● Written instruction: Please reproduce the records below word for word, leaving the pictures out of your copy.

(Dataset excerpt)
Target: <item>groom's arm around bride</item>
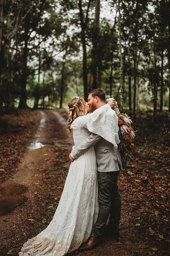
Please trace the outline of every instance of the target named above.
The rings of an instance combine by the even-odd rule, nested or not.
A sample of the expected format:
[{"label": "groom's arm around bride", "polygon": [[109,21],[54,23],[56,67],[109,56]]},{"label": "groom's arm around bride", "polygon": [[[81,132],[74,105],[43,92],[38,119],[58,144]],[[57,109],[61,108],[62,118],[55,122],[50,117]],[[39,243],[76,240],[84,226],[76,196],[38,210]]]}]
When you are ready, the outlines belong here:
[{"label": "groom's arm around bride", "polygon": [[[93,133],[72,150],[72,156],[73,158],[77,158],[94,146],[98,168],[100,210],[91,239],[80,247],[80,250],[83,250],[92,249],[101,242],[110,214],[107,229],[113,236],[119,236],[121,209],[120,196],[117,186],[117,178],[122,168],[116,144],[119,141],[117,117],[110,106],[105,106],[105,94],[102,90],[96,89],[90,92],[88,95],[88,102],[91,112],[96,109],[98,111],[98,109],[102,107],[100,109],[101,114],[100,110],[97,113],[98,114],[99,112],[100,114],[100,122],[98,123],[98,120],[93,120],[95,115],[87,115],[86,116],[89,116],[88,118],[85,120],[82,125]],[[95,118],[98,116],[96,115]],[[93,127],[92,125],[90,126],[89,121],[92,125],[94,124]],[[97,134],[95,134],[96,130]]]}]

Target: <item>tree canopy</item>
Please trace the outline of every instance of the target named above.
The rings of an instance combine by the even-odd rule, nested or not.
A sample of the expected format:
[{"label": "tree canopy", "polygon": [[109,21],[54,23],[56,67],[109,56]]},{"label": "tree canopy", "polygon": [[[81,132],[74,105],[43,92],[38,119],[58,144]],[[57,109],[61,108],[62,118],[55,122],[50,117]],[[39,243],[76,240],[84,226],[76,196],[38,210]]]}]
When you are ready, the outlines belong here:
[{"label": "tree canopy", "polygon": [[135,119],[170,110],[170,0],[0,2],[1,113],[96,88]]}]

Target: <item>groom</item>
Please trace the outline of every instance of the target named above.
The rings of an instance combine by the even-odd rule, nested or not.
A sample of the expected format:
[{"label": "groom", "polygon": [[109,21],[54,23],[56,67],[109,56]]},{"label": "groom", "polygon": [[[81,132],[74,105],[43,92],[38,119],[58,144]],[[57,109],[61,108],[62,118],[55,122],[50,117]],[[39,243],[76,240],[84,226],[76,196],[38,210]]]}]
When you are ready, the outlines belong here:
[{"label": "groom", "polygon": [[[97,89],[90,92],[88,96],[90,112],[105,105],[105,94],[102,90]],[[98,168],[99,212],[90,240],[80,248],[82,251],[92,250],[101,244],[105,230],[113,237],[119,237],[121,202],[117,178],[122,167],[117,149],[100,136],[92,133],[73,149],[69,158],[72,162],[93,146]],[[109,224],[106,227],[110,213]]]}]

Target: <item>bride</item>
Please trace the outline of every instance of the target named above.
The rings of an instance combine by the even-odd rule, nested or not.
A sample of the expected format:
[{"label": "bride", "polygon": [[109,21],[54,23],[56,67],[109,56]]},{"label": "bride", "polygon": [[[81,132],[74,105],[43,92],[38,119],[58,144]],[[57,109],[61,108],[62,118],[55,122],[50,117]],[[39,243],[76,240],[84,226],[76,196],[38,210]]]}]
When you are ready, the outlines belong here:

● Task result:
Target: <item>groom's arm around bride</item>
Please trace the outline of every instance of the target named above.
The rings of an instance combine by the even-odd rule, nested or not.
A sample of the expected format:
[{"label": "groom's arm around bride", "polygon": [[109,21],[54,23],[56,67],[109,56]]},{"label": "groom's arm around bride", "polygon": [[[81,132],[74,105],[43,92],[38,119],[58,144]],[[57,109],[61,108],[62,118],[55,122],[50,117]],[[39,243],[76,240],[84,226],[76,196],[38,210]]]}]
When you are ready, the outlines belong here:
[{"label": "groom's arm around bride", "polygon": [[[93,133],[72,150],[72,156],[73,158],[77,158],[94,146],[98,168],[100,210],[91,239],[80,247],[80,250],[83,250],[92,249],[101,242],[110,214],[107,229],[113,236],[119,236],[121,209],[120,196],[117,186],[117,178],[122,168],[116,144],[119,141],[117,117],[110,106],[105,106],[105,94],[102,90],[96,89],[90,92],[88,95],[88,102],[91,112],[96,109],[98,111],[98,109],[102,107],[100,109],[101,114],[100,110],[97,113],[98,114],[99,112],[100,114],[100,122],[98,123],[98,120],[93,120],[95,115],[87,115],[86,116],[89,116],[88,118],[85,120],[82,125]],[[95,118],[98,116],[96,115]],[[93,127],[92,125],[90,126],[89,121],[92,125],[94,124]],[[97,134],[95,134],[96,130]]]}]

Target: <item>tree canopy</item>
Please trace the outline of every instance of the target named above.
The rings of an instance combine by the even-odd rule, nested or not.
A sample of the expected format:
[{"label": "tree canopy", "polygon": [[109,21],[54,23],[56,67],[109,56]]},{"label": "tree canopy", "polygon": [[[81,132],[74,105],[43,92],[38,119],[58,144]],[[57,109],[61,108],[62,118],[55,122],[50,117]],[[39,243],[76,240],[84,226],[76,196],[38,210]]]}]
When you are ready, the outlines belong here:
[{"label": "tree canopy", "polygon": [[135,119],[170,110],[170,0],[0,2],[1,113],[96,88]]}]

Target: <item>groom</item>
Please trace the outline of every instance of the target named above.
The rings of an instance combine by the even-odd rule, nested or not.
A sample of the expected format:
[{"label": "groom", "polygon": [[109,21],[54,23],[56,67],[109,56]]},{"label": "groom", "polygon": [[[81,132],[74,105],[43,92],[38,119],[58,144]],[[57,109],[61,108],[62,118],[55,122],[50,117]],[[39,243],[76,240],[84,226],[76,196],[38,210]]]}]
When you are ready, the outlines belong here:
[{"label": "groom", "polygon": [[[97,89],[90,92],[88,96],[90,112],[105,105],[105,94],[102,90]],[[98,168],[99,212],[90,240],[80,248],[82,251],[92,250],[101,244],[105,230],[113,237],[119,237],[121,202],[117,178],[122,167],[117,149],[100,136],[92,133],[73,149],[69,158],[72,162],[93,146]],[[109,224],[106,227],[110,213]]]}]

Target: <item>bride</item>
Please trace the outline of every instance of the target named above.
The rings of an instance combine by the even-odd rule, nested or not.
A sample of the expected format:
[{"label": "bride", "polygon": [[109,21],[54,23],[56,67],[109,56]]},{"label": "bride", "polygon": [[[81,132],[74,105],[43,92],[38,119],[58,144]],[[57,109],[61,108],[62,118],[55,122],[50,117]],[[39,243],[76,240],[84,226],[76,196],[38,210]]]}]
When you are ready, the outlines belong here:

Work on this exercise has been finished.